_Task_
Somewhere below are a line with "Front: indicate one pin on every instance of the green" and a later line with "Front: indicate one pin on every instance of the player". Output exactly those lines and all lines between them.
#####
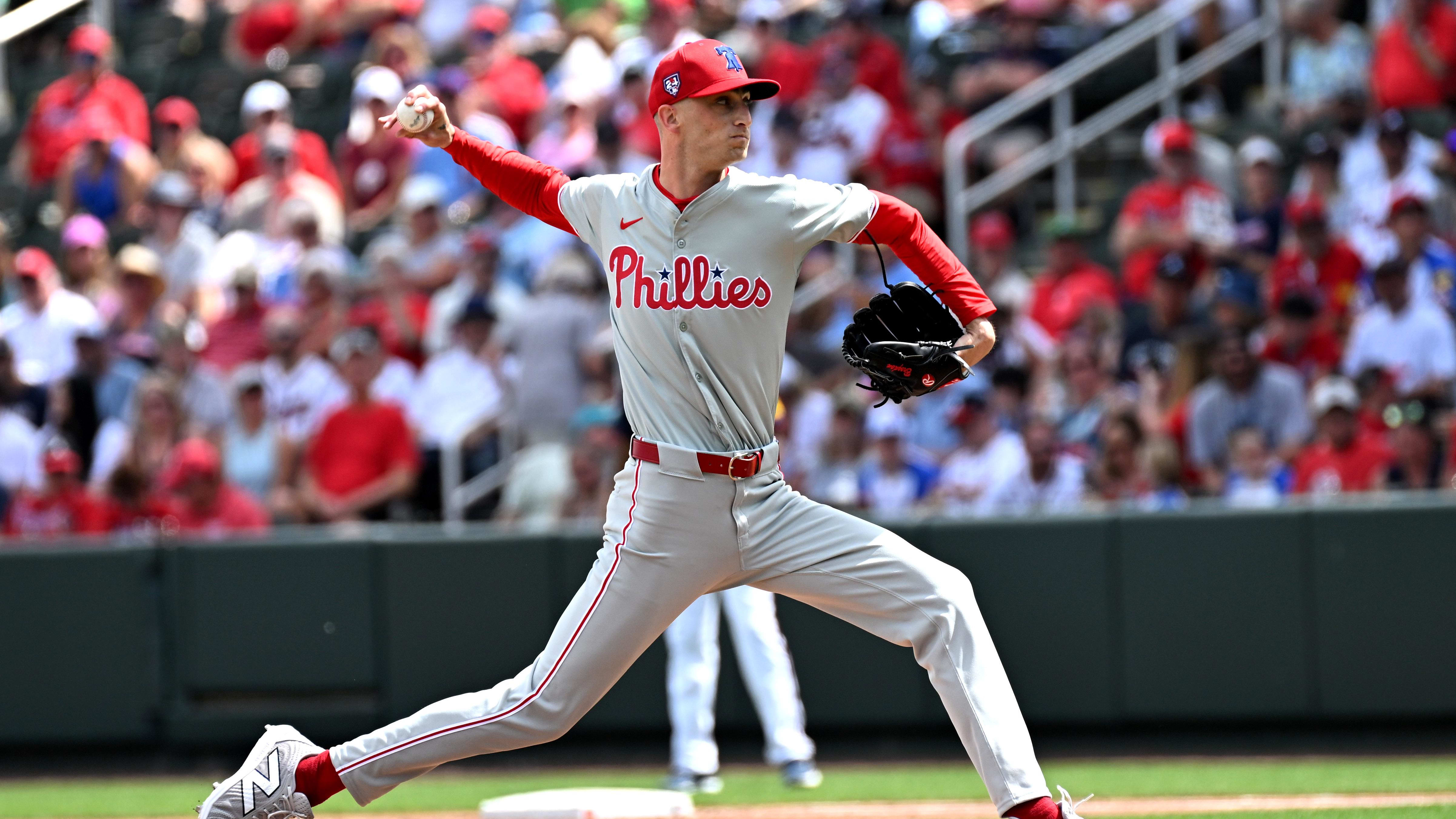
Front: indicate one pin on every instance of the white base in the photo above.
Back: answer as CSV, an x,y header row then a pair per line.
x,y
590,804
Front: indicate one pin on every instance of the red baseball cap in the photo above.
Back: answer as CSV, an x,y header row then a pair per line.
x,y
701,69
34,263
89,38
992,231
177,111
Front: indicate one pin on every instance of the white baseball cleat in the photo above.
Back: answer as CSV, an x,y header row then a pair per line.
x,y
1069,809
264,786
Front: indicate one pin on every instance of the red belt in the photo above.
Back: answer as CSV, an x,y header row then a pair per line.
x,y
737,467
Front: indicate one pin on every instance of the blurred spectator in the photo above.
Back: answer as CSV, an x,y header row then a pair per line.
x,y
135,327
62,506
258,205
1343,458
842,114
893,480
1413,340
1414,56
182,244
988,455
553,339
1259,218
389,304
265,104
993,262
1049,481
506,84
1420,454
1432,262
238,336
203,500
1298,340
200,387
27,400
373,162
181,138
1256,480
363,457
1327,57
1177,210
429,250
299,387
1244,393
1318,266
56,123
86,263
105,174
458,400
41,326
322,302
252,446
1071,285
1378,178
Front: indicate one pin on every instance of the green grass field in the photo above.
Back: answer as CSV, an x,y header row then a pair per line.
x,y
455,791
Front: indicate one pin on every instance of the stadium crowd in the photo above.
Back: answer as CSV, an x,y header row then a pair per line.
x,y
290,327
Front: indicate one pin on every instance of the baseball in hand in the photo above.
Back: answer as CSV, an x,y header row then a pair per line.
x,y
411,120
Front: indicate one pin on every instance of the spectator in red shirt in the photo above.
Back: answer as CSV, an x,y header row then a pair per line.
x,y
1298,340
55,125
1155,219
1341,458
238,336
506,84
202,500
365,454
62,508
1320,264
264,104
1071,285
1414,55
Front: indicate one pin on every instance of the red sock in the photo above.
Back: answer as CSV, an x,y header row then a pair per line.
x,y
1040,808
318,780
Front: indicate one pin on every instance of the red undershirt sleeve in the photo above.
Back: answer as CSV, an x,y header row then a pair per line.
x,y
927,256
522,183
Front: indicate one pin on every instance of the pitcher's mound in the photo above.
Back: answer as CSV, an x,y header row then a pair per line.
x,y
590,804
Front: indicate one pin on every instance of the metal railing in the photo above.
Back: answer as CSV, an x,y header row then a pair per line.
x,y
1068,138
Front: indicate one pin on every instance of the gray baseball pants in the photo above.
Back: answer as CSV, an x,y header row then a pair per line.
x,y
675,534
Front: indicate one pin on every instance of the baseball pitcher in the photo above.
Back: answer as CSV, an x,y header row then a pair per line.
x,y
701,263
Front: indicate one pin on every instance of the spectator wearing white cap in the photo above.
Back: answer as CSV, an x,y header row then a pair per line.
x,y
264,104
182,242
373,162
257,206
1343,458
430,248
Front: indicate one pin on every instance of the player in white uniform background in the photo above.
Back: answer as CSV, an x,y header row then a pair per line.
x,y
701,264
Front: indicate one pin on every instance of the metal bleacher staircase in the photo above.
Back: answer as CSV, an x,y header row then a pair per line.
x,y
1160,28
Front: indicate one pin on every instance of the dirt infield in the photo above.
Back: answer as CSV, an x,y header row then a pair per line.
x,y
1133,807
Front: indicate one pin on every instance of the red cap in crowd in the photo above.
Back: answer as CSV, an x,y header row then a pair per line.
x,y
62,463
490,19
89,38
1305,210
701,69
34,263
177,111
992,231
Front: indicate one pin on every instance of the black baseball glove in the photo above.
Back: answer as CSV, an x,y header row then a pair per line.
x,y
905,342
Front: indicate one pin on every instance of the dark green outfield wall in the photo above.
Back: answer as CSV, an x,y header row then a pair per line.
x,y
1283,616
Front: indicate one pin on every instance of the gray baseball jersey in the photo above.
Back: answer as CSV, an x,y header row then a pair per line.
x,y
701,299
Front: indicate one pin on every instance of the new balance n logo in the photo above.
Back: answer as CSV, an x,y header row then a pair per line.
x,y
267,782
#####
_Written response_
Front: indicate one pin on every instance of the green grass field in the photo above.
Back: answer as CSV, an x,y header row then a pair per line.
x,y
455,791
Front: indicate one pin on every instance of the stadium crowd in the photo above.
Back: answer as CSV, an x,y header row then a pair per line.
x,y
290,327
Front: indicate one pin on every instance of the baseball in hand in the photo above.
Back: answer as CSV, an x,y header row then a pair per line.
x,y
411,120
Front: indicate one pin on every instance of the spectator in red shirt in the photo above.
Back: answer as CSV, an x,y header row then a pair per line.
x,y
1298,340
55,125
1155,219
1341,458
238,336
506,84
202,500
365,454
62,508
1320,264
264,104
1071,285
1414,55
Front: indicate one pin on every instance of the red sock in the photo above.
Back: answer as CSV, an x,y header row then a pair per line.
x,y
1040,808
318,780
Front: indicate one pin on every instance of the red undershirt sleeve in the photo above.
Back: answer as CSV, an x,y header row then a pair per line.
x,y
927,256
522,183
Front: indicate one pin on every instance of the pitcher's mound in the photo above.
Back: answer as CSV, an x,y header row then a pair per line.
x,y
590,804
Front: indicate one pin on every instance of the metal railing in the photo above.
Back: answer as CSV, an x,y header row then a pair per line.
x,y
1068,138
Front: indicate one pin on every instance of the gray baseball pants in the photo above.
Back: answer as CSV, an x,y header row then a pair per line.
x,y
675,534
Front: indicate one pin on every instance of the baseball pitcher in the photo above.
Back: answer as CSV, an x,y header row then a pair per line.
x,y
701,263
Front: indicate one pin on every instance of the spectator wearing white cap in the photo above.
Back: answer as CSV, an x,y header row then a pair per line.
x,y
264,104
182,242
373,162
257,206
1343,458
430,248
Front: indicate one pin on every instance of the player in white uniform background in the photo above.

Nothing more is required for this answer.